Task directions
Rewrite the rows from the first line through the line containing "negative clicks: (306, 217)" as a numbered list, leaving out any blank lines.

Entries provided
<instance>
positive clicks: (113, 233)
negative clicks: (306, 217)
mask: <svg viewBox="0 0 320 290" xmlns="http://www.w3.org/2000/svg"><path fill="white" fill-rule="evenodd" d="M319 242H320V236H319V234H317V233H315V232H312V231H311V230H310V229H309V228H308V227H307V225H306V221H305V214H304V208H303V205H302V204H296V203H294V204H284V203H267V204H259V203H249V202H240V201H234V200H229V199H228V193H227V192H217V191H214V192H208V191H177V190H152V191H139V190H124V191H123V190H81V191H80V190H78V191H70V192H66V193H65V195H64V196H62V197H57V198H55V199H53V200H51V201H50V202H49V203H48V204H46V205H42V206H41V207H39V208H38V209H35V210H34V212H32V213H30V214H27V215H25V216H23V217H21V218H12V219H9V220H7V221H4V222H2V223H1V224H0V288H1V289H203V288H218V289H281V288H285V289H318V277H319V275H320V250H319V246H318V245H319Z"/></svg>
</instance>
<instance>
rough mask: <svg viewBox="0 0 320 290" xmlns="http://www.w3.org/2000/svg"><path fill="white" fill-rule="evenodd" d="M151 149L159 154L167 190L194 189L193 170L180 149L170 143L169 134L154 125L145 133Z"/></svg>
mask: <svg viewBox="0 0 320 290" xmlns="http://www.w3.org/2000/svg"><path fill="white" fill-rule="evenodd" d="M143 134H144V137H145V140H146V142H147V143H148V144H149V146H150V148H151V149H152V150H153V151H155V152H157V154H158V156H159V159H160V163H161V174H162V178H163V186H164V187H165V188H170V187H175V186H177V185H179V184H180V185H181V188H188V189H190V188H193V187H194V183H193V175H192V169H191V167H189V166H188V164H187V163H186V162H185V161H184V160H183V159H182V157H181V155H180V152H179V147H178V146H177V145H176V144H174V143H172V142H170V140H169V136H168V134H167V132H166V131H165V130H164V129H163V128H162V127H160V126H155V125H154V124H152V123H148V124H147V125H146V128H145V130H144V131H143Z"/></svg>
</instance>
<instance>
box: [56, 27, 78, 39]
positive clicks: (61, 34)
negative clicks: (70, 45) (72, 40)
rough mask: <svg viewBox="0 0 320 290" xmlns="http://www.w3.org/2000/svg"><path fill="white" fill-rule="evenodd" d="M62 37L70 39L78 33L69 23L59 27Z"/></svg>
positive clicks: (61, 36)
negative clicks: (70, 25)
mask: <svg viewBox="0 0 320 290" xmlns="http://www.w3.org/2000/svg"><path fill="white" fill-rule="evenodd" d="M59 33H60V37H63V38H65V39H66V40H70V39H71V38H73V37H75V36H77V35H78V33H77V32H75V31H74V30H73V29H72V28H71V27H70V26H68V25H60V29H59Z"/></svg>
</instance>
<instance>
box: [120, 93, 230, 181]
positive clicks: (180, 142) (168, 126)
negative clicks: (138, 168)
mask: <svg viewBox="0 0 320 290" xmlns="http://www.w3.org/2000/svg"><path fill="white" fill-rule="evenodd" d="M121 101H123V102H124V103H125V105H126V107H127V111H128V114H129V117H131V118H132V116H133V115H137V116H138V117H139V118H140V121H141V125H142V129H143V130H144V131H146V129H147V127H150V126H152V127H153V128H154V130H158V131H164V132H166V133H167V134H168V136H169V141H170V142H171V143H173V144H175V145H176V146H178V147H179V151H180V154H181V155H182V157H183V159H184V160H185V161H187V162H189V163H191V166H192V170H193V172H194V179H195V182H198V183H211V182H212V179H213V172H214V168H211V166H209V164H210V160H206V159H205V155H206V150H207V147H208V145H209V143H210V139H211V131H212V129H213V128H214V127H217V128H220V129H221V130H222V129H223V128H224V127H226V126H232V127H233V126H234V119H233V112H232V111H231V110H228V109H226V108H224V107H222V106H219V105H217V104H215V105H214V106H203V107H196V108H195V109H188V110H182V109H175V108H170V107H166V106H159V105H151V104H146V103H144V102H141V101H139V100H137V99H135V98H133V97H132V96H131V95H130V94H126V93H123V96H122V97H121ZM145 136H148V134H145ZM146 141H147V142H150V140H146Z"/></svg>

Answer section
1. <instance>
2. positive clicks: (113, 233)
3. negative clicks: (306, 217)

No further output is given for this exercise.